▸ TEXT EXTRACT:

=-=-=-=-=

TORQUE WRENCH

Abstract

A torque wrench includes a wrench body, a wrench head pivotally carried by the arm, a plunger, a pawl, a spring for urging the plunger, and an adjustment assembly. The adjustment assembly is operatively connected to the spring to vary an effective force of the spring on the plunger. The piezoelectric sensor is interposed in between the plunger and the spring for producing an output signal in response to the effective force exerted by the spring. A processor is provided for converting the output signal into an equivalent torque value, the equivalent torque value indicating a preset torque to be applied by the torque wrench to the workpiece. A display is further employed for displaying the equivalent torque value. Application of a torque greater than the preset torque to the workpiece causes the wrench head to pivot relative to the wrench body about a pivot joint.

Description

BACKGROUND OF THE INVENTION

1. Field of the Invention

The present invention relates to a torque wrench for applying a pre-determined amount of torque to a fastener, and is more particularly concerned with a torque wrench having means for precisely setting a preset torque for the wrench.

2. Description of the Related Art

Torque wrenches are well known in the art. They vary from simple mechanical types to sophisticated electronic types. There are several types of mechanical torque wrenches that are routinely used to tighten fasteners to specified torque levels.

=-=-=-=-=

▸ TASK INSTRUCTIONS:
Write what comes next in the torque wrench text, starting right after its final sentence.

=-=-=-=-=

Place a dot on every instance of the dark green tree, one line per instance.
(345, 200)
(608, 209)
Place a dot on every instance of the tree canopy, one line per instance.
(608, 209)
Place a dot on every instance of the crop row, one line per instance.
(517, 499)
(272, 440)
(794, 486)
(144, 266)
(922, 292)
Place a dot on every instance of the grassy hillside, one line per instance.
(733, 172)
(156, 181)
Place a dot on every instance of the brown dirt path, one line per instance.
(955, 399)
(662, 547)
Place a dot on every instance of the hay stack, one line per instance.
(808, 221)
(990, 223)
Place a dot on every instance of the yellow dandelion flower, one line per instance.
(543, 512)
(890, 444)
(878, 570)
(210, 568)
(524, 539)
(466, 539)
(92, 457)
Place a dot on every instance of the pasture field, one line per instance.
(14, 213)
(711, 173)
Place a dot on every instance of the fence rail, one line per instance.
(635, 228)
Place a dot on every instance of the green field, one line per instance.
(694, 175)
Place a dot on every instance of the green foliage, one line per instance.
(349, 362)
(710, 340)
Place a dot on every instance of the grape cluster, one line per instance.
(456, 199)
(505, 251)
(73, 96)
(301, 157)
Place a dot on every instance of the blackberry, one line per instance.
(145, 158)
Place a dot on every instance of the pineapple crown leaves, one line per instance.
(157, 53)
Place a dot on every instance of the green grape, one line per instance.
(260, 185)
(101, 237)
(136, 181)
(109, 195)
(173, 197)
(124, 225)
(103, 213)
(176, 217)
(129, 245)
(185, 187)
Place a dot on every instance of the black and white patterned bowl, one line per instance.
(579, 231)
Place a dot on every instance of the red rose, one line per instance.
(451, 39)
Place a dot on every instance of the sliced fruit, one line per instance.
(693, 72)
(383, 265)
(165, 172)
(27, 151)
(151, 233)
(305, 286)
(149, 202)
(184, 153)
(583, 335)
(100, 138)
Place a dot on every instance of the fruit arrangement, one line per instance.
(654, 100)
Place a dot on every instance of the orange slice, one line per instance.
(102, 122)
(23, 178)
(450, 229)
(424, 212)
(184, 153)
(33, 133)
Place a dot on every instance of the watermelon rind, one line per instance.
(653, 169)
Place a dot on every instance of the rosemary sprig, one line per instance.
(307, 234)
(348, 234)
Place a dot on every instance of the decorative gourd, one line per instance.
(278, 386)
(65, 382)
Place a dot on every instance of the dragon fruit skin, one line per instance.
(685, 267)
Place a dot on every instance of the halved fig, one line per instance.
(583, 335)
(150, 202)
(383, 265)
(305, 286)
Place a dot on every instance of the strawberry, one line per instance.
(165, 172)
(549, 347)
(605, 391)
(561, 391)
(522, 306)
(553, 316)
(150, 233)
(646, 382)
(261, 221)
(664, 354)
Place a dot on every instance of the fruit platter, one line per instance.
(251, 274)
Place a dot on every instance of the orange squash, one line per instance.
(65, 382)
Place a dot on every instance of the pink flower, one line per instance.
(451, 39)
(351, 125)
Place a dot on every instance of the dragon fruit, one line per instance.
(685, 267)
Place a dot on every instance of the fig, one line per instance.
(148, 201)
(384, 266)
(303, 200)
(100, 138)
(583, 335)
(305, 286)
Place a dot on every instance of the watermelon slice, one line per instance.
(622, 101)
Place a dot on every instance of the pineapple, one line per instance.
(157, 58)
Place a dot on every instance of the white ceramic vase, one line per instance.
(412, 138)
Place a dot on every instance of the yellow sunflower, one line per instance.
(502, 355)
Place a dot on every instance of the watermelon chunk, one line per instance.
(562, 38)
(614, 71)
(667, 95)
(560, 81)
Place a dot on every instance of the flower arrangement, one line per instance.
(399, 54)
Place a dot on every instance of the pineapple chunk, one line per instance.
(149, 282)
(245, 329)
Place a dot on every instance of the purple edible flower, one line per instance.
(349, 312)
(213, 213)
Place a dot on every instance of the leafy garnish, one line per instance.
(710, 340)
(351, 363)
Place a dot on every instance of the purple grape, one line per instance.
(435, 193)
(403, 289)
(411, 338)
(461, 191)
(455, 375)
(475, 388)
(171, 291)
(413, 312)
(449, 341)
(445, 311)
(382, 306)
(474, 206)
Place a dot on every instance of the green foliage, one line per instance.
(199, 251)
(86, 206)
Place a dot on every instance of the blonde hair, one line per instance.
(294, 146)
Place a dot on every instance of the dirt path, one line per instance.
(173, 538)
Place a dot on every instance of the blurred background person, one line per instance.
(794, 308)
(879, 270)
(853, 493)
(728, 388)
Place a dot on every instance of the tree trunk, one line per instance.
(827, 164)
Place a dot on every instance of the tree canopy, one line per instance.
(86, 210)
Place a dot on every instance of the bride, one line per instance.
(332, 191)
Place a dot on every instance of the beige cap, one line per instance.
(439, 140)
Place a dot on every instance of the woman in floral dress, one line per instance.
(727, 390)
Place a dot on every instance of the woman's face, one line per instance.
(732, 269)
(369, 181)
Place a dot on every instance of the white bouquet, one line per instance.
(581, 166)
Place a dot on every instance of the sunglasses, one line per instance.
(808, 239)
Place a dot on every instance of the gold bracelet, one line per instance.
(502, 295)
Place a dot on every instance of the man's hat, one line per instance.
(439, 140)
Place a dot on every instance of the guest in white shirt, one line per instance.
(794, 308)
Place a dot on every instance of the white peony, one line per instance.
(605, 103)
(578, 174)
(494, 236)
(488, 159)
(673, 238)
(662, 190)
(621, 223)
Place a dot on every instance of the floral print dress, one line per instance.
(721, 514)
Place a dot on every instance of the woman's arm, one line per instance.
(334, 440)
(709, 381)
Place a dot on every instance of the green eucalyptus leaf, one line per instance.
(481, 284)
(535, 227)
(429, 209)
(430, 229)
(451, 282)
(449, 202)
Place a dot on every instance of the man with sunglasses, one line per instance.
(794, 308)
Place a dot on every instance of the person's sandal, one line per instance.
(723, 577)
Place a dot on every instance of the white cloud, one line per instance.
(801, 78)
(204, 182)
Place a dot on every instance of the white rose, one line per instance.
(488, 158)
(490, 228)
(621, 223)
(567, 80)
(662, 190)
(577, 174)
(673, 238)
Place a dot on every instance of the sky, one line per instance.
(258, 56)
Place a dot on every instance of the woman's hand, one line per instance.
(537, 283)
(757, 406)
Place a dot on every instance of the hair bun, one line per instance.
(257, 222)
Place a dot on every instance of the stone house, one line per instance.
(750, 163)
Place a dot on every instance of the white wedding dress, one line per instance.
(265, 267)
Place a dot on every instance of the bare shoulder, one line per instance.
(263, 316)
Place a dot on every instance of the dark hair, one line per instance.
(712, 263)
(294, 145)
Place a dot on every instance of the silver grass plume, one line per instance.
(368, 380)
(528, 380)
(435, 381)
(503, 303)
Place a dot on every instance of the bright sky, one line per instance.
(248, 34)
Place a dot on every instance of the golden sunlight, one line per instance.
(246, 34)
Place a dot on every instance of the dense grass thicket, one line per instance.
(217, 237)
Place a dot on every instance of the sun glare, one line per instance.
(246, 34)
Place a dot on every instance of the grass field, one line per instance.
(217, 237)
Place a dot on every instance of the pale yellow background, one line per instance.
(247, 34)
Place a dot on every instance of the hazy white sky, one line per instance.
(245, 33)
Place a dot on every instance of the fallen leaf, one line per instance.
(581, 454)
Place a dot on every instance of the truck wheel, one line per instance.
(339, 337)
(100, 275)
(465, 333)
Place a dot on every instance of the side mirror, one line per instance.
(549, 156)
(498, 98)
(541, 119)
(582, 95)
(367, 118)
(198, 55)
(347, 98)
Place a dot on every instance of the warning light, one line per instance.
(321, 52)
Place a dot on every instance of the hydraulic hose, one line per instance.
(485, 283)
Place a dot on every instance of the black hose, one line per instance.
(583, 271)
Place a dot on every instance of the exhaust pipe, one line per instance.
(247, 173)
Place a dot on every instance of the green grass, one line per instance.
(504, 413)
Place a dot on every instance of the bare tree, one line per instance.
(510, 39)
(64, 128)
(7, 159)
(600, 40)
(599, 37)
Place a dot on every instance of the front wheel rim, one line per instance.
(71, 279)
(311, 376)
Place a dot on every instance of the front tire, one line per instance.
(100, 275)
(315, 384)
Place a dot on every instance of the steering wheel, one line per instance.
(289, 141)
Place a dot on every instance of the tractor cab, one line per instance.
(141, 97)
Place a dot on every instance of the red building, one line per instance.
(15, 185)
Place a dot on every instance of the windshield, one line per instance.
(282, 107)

=-=-=-=-=

▸ EXERCISE ANSWER:
One example of a mechanical torque wrench is illustrated in U.S. Pat. Nos. 5,435,190 or 6,463,834, which makes an audible click to let the user know when a preset torque level has been achieved and simultaneously provide a feeling of sudden torque release to the user. This torque wrench generally includes a hollow tube in which a spring and pawl mechanism is housed. The pawl is forced against one end of a bar that extends from a drive head. The bar and drive head are pivotally connected to the hollow tube about a pivot joint and rotate relative thereto once the preset torque level is exceeded. The preset torque level is selected by a user by causing the spring to exert either greater or lesser force on the pawl. The force acts on the bar through the pawl to resist rotation of the bar relative to the hollow tube. As the torque exerted on the fastener exceeds the preset torque value, the force tending to cause the bar to pivot relative to the hollow tube exceeds the force preventing its rotation and the pawl “trips.” When released by the action of the pawl, the bar pivots and hits the inside of the tube, thereby producing a click sound and a sudden torque release that is detectable by the user.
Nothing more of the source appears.